=== Section Start ===
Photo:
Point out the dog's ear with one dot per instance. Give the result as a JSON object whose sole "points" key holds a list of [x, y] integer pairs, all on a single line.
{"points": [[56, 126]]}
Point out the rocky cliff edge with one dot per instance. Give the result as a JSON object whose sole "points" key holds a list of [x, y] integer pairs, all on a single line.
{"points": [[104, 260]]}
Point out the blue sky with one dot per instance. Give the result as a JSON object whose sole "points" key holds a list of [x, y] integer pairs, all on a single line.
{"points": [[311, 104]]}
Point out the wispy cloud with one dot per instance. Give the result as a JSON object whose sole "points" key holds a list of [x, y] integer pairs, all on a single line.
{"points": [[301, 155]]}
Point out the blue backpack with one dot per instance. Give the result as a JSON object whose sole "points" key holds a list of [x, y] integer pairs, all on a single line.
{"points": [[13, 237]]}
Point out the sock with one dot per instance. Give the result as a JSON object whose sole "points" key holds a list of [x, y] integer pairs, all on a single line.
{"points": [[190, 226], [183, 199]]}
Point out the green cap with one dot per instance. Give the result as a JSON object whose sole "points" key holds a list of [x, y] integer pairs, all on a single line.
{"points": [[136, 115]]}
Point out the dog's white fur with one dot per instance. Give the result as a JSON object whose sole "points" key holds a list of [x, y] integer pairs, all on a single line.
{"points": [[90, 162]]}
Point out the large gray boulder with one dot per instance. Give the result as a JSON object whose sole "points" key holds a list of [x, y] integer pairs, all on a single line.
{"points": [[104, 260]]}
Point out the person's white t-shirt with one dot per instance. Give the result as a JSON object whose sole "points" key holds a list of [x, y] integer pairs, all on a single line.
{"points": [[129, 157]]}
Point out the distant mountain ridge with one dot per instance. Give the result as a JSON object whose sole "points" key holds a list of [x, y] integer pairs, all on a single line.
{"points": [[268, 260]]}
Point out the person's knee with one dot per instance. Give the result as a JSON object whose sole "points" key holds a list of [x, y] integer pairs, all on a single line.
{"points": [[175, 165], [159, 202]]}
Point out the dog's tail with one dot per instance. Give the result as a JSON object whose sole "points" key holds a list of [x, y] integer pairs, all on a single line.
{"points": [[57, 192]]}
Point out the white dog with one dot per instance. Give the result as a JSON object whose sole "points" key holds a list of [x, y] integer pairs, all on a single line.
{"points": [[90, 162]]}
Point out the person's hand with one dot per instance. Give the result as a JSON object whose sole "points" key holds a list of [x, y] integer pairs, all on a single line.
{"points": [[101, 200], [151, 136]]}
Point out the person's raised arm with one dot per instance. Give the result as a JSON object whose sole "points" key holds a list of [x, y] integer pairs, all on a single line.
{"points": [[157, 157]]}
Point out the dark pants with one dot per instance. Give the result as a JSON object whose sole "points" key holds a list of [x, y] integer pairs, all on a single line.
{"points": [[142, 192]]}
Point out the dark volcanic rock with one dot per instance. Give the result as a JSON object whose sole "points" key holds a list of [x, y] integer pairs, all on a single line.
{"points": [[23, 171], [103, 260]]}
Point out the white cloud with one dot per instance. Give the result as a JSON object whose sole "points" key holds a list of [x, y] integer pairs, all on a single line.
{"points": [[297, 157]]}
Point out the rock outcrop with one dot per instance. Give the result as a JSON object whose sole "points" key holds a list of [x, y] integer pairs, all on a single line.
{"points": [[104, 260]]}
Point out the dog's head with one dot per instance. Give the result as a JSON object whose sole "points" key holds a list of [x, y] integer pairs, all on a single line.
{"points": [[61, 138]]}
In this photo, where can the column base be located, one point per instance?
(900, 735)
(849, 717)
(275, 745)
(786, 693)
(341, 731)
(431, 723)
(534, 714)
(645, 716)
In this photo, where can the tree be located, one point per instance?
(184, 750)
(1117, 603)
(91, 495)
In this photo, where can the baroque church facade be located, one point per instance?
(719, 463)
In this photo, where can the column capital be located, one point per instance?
=== Section End ===
- **ACTIVITY**: Copy out each record from above, exactly.

- **WRITTEN REPLY**:
Photo:
Point out the dog's ear with one dot per instance. Give the result as a JSON object whose sole "points" key holds a list of [x, y] integer pairs, all on a single line.
{"points": [[56, 126]]}
Point out the rocky cliff edge with one dot per instance. Give the result as a JSON object whose sole "points" key holds a list of [x, y] integer pairs, all on a single line.
{"points": [[104, 260]]}
Point out the blue sky with one dot per instance. Give the result as a JSON object whose sole "points" key holds a list of [x, y] integer pairs, all on a single line.
{"points": [[311, 104]]}
Point out the wispy cloud with one dot per instance. Give the result as a JSON object whose sole "points" key holds a list of [x, y] integer pairs, all on a single line.
{"points": [[301, 155]]}
Point out the blue backpack with one dot per instance. Give the result as a JSON object whose sole "points" key holds a list of [x, y] integer pairs, all on a single line.
{"points": [[13, 237]]}
Point out the sock with one dot per instance. Give the result as a JSON object whose sole "points" key holds a list of [x, y] integer pairs, all on a single line.
{"points": [[190, 226], [183, 199]]}
Point out the green cap with one dot per instance. Give the result as a JSON object whose sole "points" key holds a list of [x, y] integer pairs, all on a single line.
{"points": [[136, 115]]}
Point out the dog's white fur with one dot per instance. Give the result as a JSON object whose sole "points" key holds a list of [x, y] integer pairs, all on a single line.
{"points": [[90, 162]]}
Point out the large gray boulder with one dot per instance. Give the result as a JSON object whose sole "points" key holds a list of [x, y] integer pairs, all on a single line.
{"points": [[104, 260]]}
Point out the person's white t-shirt with one dot per instance. Give the result as a JSON object whose sole "points" key holds a list of [x, y] integer pairs, all on a single line.
{"points": [[129, 157]]}
Point out the distant mountain ridge with one dot per instance. Give the result as a JSON object whose sole "points" key holds a list of [x, y] integer pairs, all on a single line.
{"points": [[268, 260]]}
Point out the person's knee with one dot per instance. Give the result as a JSON object whose sole "points" key holds a list of [x, y] integer pairs, all on a single line.
{"points": [[175, 165], [159, 202]]}
Point out the dog's tail with one dot per instance. Give the result as a JSON object whose sole "points" key holds a list of [x, y] integer pairs, all on a single line.
{"points": [[57, 192]]}
Point out the white dog with one dot per instance. Give the result as a JSON object whose sole "points" key holds a list of [x, y] integer pairs, all on a single line.
{"points": [[90, 162]]}
Point out the person's hand with one dot per instance. Give the result as a JSON object whose sole "points" key holds a list of [x, y] integer pairs, all on a single line.
{"points": [[101, 200], [151, 136]]}
Point out the person's raised arm with one dot per instance. Give the result as a JSON object whose sole "points" key holds a list of [x, y] integer pairs, all on a single line.
{"points": [[157, 157]]}
Point out the dark pants with one dot per instance. Give the result as a JSON object whose sole "points" key holds a list of [x, y] integer pairs, all on a single line.
{"points": [[142, 192]]}
Point out the dark volcanic rock with one dot per instance. Give the result as a JSON object whose sole "points" key holds a list of [x, y] integer pairs, all on a single line.
{"points": [[23, 171], [103, 260]]}
Point out the white cloud with one dot per instance. Give the result as a JSON object whose sole "points" key holds a list of [x, y] integer pairs, all on a single line.
{"points": [[297, 157]]}
Point out the rock outcrop with one dot per instance. Give the result as a JSON object whose sole "points" key holds a list of [x, y] integer pairs, all on a single line.
{"points": [[104, 260]]}
Point out the dog's head with one dot per instance. Give the result as a JSON object whose sole "points" key holds a list of [x, y] integer pairs, all on a single line.
{"points": [[61, 138]]}
In this photo, where can the column base be located, one point per instance?
(900, 735)
(849, 717)
(275, 745)
(786, 693)
(341, 731)
(431, 723)
(534, 714)
(645, 716)
In this photo, where can the tree be located, one point per instance?
(184, 750)
(1117, 603)
(91, 495)
In this photo, where can the baroque church facade be located, one point per instance?
(719, 463)
In this photo, where can the column capital be located, one point per instance?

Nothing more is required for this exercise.